# WHAT YOU SHOULD DO
Write out every entry below exactly as it appears. Pictures do not belong in the copy.

# Items listed in a dataset
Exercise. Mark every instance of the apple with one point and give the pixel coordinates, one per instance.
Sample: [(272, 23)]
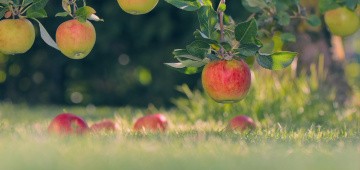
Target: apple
[(154, 122), (226, 80), (16, 36), (241, 123), (67, 123), (105, 125), (342, 21), (75, 39), (137, 7)]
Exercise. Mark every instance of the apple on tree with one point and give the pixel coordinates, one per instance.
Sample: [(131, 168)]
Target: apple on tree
[(75, 38), (67, 123), (17, 33), (221, 49), (226, 80), (153, 122), (137, 7)]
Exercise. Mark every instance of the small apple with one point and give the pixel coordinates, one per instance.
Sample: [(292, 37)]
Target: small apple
[(154, 122), (16, 36), (105, 125), (241, 123), (342, 21), (137, 7), (226, 80), (75, 39), (67, 123)]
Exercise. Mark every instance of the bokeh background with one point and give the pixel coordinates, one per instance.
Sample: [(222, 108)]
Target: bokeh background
[(125, 66)]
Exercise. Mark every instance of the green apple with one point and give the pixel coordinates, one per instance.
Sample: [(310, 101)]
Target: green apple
[(342, 21), (226, 80), (137, 7), (75, 39), (16, 36)]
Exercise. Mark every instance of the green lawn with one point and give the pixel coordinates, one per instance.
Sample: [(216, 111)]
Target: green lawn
[(298, 128)]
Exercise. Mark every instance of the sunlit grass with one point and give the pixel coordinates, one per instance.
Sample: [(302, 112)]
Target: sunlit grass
[(299, 127)]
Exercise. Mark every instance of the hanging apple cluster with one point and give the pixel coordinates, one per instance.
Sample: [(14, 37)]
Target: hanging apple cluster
[(75, 43), (221, 50)]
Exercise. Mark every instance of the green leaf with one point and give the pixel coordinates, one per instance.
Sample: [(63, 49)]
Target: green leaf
[(283, 18), (202, 37), (288, 37), (222, 7), (226, 46), (351, 3), (246, 32), (182, 69), (2, 12), (325, 5), (248, 50), (254, 5), (205, 3), (198, 48), (27, 2), (192, 63), (4, 1), (84, 12), (212, 57), (62, 14), (276, 61), (187, 5), (208, 19), (66, 6), (36, 14), (313, 20), (38, 5), (45, 36)]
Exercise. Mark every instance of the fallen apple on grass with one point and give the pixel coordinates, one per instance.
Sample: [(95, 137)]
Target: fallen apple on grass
[(226, 80), (241, 123), (75, 39), (153, 122), (16, 36), (67, 123), (104, 126), (137, 7)]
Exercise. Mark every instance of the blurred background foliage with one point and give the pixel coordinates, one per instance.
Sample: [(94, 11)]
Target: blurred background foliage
[(125, 66)]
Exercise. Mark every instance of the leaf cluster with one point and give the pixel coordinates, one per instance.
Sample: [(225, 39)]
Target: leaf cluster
[(239, 40), (23, 8)]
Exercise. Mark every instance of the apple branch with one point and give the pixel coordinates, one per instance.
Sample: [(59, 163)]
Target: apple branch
[(220, 12), (221, 18)]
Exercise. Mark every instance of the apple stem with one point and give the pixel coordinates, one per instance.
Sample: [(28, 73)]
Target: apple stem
[(221, 18)]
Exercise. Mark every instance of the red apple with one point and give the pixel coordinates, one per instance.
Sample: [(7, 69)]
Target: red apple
[(105, 125), (226, 80), (154, 122), (241, 123), (75, 39), (67, 123)]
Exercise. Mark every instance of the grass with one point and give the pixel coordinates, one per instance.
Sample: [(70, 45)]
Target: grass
[(299, 127)]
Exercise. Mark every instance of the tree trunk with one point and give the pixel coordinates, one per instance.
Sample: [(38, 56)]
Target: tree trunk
[(310, 46)]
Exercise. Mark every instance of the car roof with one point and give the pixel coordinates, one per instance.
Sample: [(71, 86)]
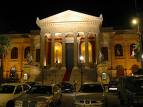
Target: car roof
[(92, 82), (14, 84)]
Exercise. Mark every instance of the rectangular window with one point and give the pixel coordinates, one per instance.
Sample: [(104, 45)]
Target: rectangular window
[(104, 51), (37, 55)]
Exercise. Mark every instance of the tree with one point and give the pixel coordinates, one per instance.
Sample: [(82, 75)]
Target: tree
[(4, 43)]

# OUTPUT FOR THIS TASK
Exercise. Mark every instance of the apple with one point and give the pixel coordinates, one per instance.
Sample: [(272, 23)]
Target: apple
[(154, 122), (226, 80), (16, 36), (241, 123), (67, 123), (105, 125), (342, 21), (75, 39), (137, 7)]
Exercise. Mark every instance of the apple on tree with one point and give the pixel coordinates, one per instance.
Sample: [(131, 168)]
Target: apple on tree
[(75, 38), (67, 123), (17, 33), (221, 49), (226, 80), (153, 122), (137, 7)]
Exercise. Mark every instance of the small apple with one point and give the pixel coordinates, one per instance.
Sample: [(292, 37)]
Target: small apple
[(154, 122), (16, 36), (105, 125), (241, 123), (342, 21), (137, 7), (226, 80), (75, 39), (67, 123)]
Exercise. Mark every instance of the bokeh background with one point and give the pixel coordinates, one per instance.
Sample: [(222, 108)]
Target: bokeh background
[(125, 66)]
Exercise. Mark every instance of the green apple with one point and give the pixel coordinates, one per instance.
Sample: [(310, 101)]
Target: green apple
[(342, 21), (226, 80), (137, 7), (75, 39), (16, 36)]
Exercise. Mark every instance of the green lawn with one point and give the pixel coordinates, one per instance.
Sample: [(216, 111)]
Target: green lawn
[(298, 128)]
Exercise. Mark every instance of the sunlit grass with one point and give the pixel coordinates, one per instance.
Sample: [(302, 112)]
Target: sunlit grass
[(299, 127)]
Exercise. Mark every instance of the hanging apple cluster with one point and give the pixel coordinates, one per instance.
Sample: [(14, 37)]
Target: hanging apple cluster
[(75, 43), (221, 50)]
Exercise. Mark every instance of the green leaf with one point and give the pixel coordinates, one per instance.
Sample: [(63, 49)]
Target: green leaf
[(283, 18), (202, 37), (288, 37), (222, 7), (226, 46), (351, 3), (246, 32), (182, 69), (2, 12), (325, 5), (248, 50), (254, 5), (205, 3), (198, 48), (27, 2), (192, 63), (4, 1), (84, 12), (212, 57), (62, 14), (276, 61), (187, 5), (208, 19), (66, 6), (36, 14), (313, 20), (38, 5), (45, 36)]
Exercise. Mark every instance of the fallen apple on grass with one point and give the pixel coordinates, one per instance.
Sample: [(95, 137)]
Target: fallen apple on grass
[(226, 80), (241, 123), (75, 39), (153, 122), (16, 36), (67, 123), (104, 126), (137, 7)]
Exercise. Mark every instance of the blurred background foliage with one point and give the pixel coordinates, one per instance.
Sample: [(94, 11)]
Target: blurred background foliage
[(125, 66)]
Exercise. Mark every instance of the leaf cluster with one point and give the pixel coordinates, one per instance.
Sample: [(225, 39)]
Target: leaf cluster
[(239, 40), (23, 8)]
Exercise. Mark every instance of the apple branch with one point and give the pixel coordinates, one per instance.
Sample: [(59, 163)]
Target: apple branch
[(220, 12), (221, 18)]
Exercise. Mark every instance of the apple stem with one point and give the pixel coordinates, one per instance.
Sample: [(28, 73)]
Target: apple stem
[(221, 18)]
Exercise. Mark every instance of the red apple with one point and give the pixel coordinates, one per instance.
Sample: [(7, 69)]
Target: red apple
[(105, 125), (226, 80), (154, 122), (241, 123), (75, 39), (67, 123)]
Exercise. Mark every instance of the grass with one point and give the pixel coordinates, one per instance.
Sample: [(70, 45)]
Target: grass
[(299, 127)]
Exercise. Mark every instance of the tree trunk with one point and give the pixel coordinates, one per instance.
Sample: [(38, 56)]
Target: tree trunk
[(310, 46)]
Exercise. Mark every instance of the car roof with one point and give the pixel coordinates, one per instance.
Sample: [(71, 86)]
Target: car roof
[(92, 82), (14, 84)]
Exercise. Mark every instance of the rectangular window with one point and give the pixel coordinates, one per instance.
Sample: [(104, 45)]
Target: rectangular window
[(104, 51), (37, 55)]
Exercise. Mark every instance of the tree with one point and give the pixel coordinates, one per instance.
Sample: [(82, 75)]
Target: tree
[(4, 43)]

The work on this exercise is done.